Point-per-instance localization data
○ ○ ○ ○ ○ ○ ○
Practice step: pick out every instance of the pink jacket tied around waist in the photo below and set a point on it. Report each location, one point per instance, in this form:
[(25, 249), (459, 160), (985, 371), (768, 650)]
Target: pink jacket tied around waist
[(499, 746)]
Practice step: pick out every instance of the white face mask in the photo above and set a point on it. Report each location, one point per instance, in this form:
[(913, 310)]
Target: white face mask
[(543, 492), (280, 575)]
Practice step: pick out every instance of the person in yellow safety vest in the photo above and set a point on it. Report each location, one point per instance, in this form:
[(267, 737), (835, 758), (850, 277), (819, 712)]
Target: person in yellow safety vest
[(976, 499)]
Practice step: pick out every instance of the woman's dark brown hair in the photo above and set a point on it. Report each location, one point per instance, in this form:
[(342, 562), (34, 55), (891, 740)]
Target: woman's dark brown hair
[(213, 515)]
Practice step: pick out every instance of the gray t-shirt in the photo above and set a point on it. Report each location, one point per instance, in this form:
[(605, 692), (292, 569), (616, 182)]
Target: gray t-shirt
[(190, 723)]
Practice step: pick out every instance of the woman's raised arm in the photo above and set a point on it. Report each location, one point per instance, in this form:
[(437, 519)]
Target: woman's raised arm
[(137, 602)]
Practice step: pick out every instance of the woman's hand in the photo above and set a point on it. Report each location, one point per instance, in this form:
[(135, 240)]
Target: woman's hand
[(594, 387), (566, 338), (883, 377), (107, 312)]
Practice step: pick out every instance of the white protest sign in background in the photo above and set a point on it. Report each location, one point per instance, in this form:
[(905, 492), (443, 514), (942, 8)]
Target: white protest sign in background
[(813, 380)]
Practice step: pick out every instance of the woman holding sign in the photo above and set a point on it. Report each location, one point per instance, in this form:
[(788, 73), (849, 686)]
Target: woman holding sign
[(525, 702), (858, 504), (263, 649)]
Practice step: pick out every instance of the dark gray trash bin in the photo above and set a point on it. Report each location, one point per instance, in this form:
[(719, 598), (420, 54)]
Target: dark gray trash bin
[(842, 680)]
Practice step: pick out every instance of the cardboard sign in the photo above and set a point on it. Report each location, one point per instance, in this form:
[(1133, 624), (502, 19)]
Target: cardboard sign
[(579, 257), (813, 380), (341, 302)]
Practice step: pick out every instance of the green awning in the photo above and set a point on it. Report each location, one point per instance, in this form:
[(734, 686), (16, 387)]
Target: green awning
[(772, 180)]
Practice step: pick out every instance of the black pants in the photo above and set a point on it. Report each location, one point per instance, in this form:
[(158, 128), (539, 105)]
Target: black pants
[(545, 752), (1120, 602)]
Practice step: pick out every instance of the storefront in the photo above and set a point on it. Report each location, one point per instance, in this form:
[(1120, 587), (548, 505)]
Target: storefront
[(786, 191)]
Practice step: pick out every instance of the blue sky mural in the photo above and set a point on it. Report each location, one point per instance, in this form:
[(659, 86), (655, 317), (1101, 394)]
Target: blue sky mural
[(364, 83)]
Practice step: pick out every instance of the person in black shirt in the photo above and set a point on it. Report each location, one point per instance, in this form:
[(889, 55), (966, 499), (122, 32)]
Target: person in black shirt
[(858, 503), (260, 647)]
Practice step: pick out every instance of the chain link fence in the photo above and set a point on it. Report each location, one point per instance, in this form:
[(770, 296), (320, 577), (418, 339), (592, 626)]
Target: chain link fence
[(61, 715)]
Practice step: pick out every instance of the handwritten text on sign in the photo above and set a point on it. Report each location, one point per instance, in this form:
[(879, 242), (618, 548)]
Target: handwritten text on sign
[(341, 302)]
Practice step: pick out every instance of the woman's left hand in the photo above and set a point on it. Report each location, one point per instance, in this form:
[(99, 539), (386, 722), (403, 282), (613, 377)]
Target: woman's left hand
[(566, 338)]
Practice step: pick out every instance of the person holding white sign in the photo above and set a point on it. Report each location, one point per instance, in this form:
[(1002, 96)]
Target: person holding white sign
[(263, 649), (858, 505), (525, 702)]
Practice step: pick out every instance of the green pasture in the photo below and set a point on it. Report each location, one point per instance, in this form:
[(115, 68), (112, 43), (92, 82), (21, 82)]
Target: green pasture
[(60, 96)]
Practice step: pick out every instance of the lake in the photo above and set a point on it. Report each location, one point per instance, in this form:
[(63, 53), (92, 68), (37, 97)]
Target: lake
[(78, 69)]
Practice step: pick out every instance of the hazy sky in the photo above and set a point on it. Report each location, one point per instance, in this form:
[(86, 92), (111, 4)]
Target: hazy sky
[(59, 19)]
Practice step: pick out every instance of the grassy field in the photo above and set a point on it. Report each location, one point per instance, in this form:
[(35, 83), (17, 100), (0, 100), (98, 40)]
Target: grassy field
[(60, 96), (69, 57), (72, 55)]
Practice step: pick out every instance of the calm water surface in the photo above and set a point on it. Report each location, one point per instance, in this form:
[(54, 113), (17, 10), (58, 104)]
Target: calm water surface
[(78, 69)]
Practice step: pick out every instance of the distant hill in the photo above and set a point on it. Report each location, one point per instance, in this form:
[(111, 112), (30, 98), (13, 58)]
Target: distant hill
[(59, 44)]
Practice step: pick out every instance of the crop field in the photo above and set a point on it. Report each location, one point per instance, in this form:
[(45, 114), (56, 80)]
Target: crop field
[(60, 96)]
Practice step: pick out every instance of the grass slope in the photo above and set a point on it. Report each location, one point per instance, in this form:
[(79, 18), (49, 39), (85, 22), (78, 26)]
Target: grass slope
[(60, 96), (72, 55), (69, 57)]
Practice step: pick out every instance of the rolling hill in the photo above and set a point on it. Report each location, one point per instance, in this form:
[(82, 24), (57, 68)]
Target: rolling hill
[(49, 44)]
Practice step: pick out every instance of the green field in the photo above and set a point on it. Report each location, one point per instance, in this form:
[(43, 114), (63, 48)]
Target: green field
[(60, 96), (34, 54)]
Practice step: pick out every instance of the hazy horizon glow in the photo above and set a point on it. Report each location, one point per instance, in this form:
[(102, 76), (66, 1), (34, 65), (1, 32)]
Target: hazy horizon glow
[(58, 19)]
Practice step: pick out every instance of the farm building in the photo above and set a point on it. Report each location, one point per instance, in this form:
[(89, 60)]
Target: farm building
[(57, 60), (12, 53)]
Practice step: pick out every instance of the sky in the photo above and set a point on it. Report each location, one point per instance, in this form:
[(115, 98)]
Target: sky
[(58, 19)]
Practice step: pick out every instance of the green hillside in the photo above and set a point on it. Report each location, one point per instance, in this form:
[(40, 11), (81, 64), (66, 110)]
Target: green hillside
○ ○ ○ ○ ○ ○ ○
Your goal:
The records above are to be written out again word for word.

Task solution:
Practice step: pick out every instance of the pink jacket tied around waist in the photo below and set a point on it. Report each location, one point per instance, in this form:
[(25, 249), (459, 160), (985, 371), (768, 650)]
Target: pink jacket tied around waist
[(499, 746)]
Practice step: pick out every instance of the white face mask in the photo above and set a point on it. Report each location, one point per instance, in this form:
[(913, 310)]
Target: white face mask
[(543, 492), (280, 575)]
Practice step: pick out every instance of the person in yellow safety vest in the photo above and set a point on it. Report each location, one point per instance, in this form:
[(267, 737), (835, 758), (850, 277), (819, 712)]
Target: person in yellow safety vest
[(976, 499)]
Practice step: pick out every instance of the woman's dark brown hair in the photo above and set a point on it. Report each location, one point per instance, in this form:
[(342, 562), (34, 55), (891, 740)]
Target: woman's dark brown hair
[(213, 515)]
Practice step: pick out every instance of the gray t-shirt in the photo above and set a point on it. Report each location, one point per instance, in this form:
[(605, 692), (292, 569), (616, 182)]
Target: gray t-shirt
[(190, 723)]
Practice step: pick out every instance of the woman's raised arm in the photo above and set a point on it. Report each location, one point per instance, in this form:
[(437, 519)]
Target: woman's raised arm
[(137, 602)]
Practice step: pick out every instance of the woman's hand in the photo above and set a point on it. Report each location, one point per instance, in this form:
[(135, 240)]
Target: woman's hand
[(594, 387), (566, 338), (883, 377), (107, 312)]
Practice step: pick out every instance of the white protest sign in background in the photo above and set a point on it. Report each location, one point per instance, in this form:
[(905, 492), (443, 514), (942, 8)]
Target: white protest sign in background
[(813, 380)]
Practice step: pick out every instance of the woman holding sign in the photo above and set a point on it. Report each location, one point per instance, in this form:
[(788, 73), (849, 686)]
Target: woman holding sign
[(525, 702), (858, 504), (263, 649)]
Practice step: pick out every instance of the dark gray trash bin in the photo above and set a point on it. Report each location, one point per instance, in this form:
[(719, 598), (420, 54)]
Target: dark gray trash bin
[(842, 680)]
Practice step: pick out every instance of the cardboard sign in the photo above and set a point on it. Report each location, one point per instance, in this form:
[(1133, 624), (502, 19)]
Target: cardboard sign
[(579, 257), (813, 380), (341, 302)]
Practice step: pick out every instance of the green awning in the photo above and set a point on it. Report each location, one point per instance, in this form:
[(734, 686), (16, 387)]
Target: green awning
[(772, 180)]
Practice step: pick out every instance of the black pants in the photo above and set a point on it. Report each location, one point per instance, in this form:
[(158, 128), (539, 105)]
Target: black pants
[(545, 752), (1120, 602)]
Practice step: pick out every instance of the storefront in the photo above and set a point on it. Report each location, one point per instance, in this form:
[(1120, 587), (548, 505)]
Target: storefront
[(786, 191)]
Practice step: pick out every instance of the blue sky mural in the photo above and set a point on it. Report each location, one point per instance, in this form:
[(659, 86), (655, 317), (1101, 394)]
Target: blue sky mural
[(364, 83)]
Practice step: pick out every instance of the person in black shirt in the photo above and set a point on it. Report each location, one point per instance, in this form:
[(889, 55), (966, 499), (122, 32)]
Target: person in black shirt
[(858, 503), (260, 647)]
Practice step: pick out every instance of the chain link fence in the photo above and set a point on it. Report each location, one point per instance, in this form:
[(770, 296), (320, 577), (418, 339), (592, 626)]
Target: chain link fence
[(61, 715)]
Practice step: pick out every instance of the handwritten text on sign in the photo above and set a point on it. Report each location, one point per instance, in this form:
[(879, 242), (618, 548)]
Target: handwritten text on sign
[(341, 302)]
Practice step: pick out every instance of the woman's left hand in the photo above and set a point on it. Report each location, one point per instance, in this form:
[(99, 539), (386, 722), (403, 282), (613, 377)]
Target: woman's left hand
[(566, 338)]
Practice step: pick out every instance of the person holding white sign in the photo above and set a point on it. Report each location, one point per instance, in this form:
[(1002, 96)]
Target: person holding white sign
[(263, 649), (858, 505), (525, 702)]
Practice step: pick out every instance of the green pasture in the photo below and set a point on it. Report each location, one point per instance, in this form:
[(115, 68), (112, 43), (92, 82), (21, 82)]
Target: green pasture
[(60, 96)]
Practice step: pick out every instance of the lake in the photo above and set a point on it. Report each location, one point per instance, in this form:
[(63, 53), (92, 68), (37, 97)]
Target: lake
[(78, 69)]
Practice step: pick out every instance of the hazy sky in the photo above and set a point on it. Report each location, one point per instance, in this form:
[(86, 92), (111, 4)]
Target: hazy sky
[(59, 19)]
Practice step: pick out every instance of the grassy field in the photo above and set a point on it. Report each location, one point per instance, in this form:
[(35, 83), (17, 100), (0, 100), (98, 40)]
Target: grassy field
[(60, 96), (69, 57), (72, 55)]
Practice step: pick out every instance of the calm water surface in the photo above and set a point on it. Report each location, one point per instance, in this form:
[(54, 113), (17, 10), (58, 104)]
Target: calm water surface
[(78, 69)]
Practice step: pick out every instance of the distant hill in the photo above and set a point on it. Report each location, one point per instance, in this form:
[(111, 112), (30, 98), (13, 58)]
Target: distant hill
[(59, 44)]
Practice step: pick out every instance of the crop field in the photo above and set a point on it. Report each location, one point per instance, in this form:
[(45, 114), (56, 80)]
Target: crop field
[(60, 96)]
Practice step: pick out every instance of the grass slope in the photo above and set a point on it. Report each location, one point per instance, in this form:
[(79, 18), (49, 39), (85, 22), (78, 26)]
Target: grass slope
[(60, 96), (72, 55), (69, 57)]
Practice step: pick out every instance of the rolling hill in the photo above and set a point on it. Report each location, one point per instance, in this form:
[(82, 24), (57, 68)]
Target: rolling hill
[(49, 44)]
Practice step: pick out every instance of the green field in the photo above and set a point on it. Report each location, one point per instance, in this form:
[(43, 114), (63, 48)]
Target: green field
[(60, 96), (34, 54)]
Practice step: pick out every instance of the hazy horizon glow in the photo above and set a point on it. Report each location, one point per instance, in this form:
[(102, 76), (66, 1), (34, 65), (1, 32)]
Target: hazy horizon glow
[(58, 19)]
Practice step: pick out every instance of the farm building in the photo above and set a point on it. Report each location, one point per instance, in this form:
[(89, 60)]
Target: farm building
[(57, 60), (12, 53)]
Practice step: pick out every instance of the sky in the photo above and set a point on it. Report each location, one point per instance, in this form:
[(115, 98)]
Target: sky
[(58, 19)]
Practice step: pick out every instance of the green hillside in the photo above and set a point on it. Report each location, one point per instance, in this form:
[(40, 11), (81, 64), (66, 110)]
Target: green hillside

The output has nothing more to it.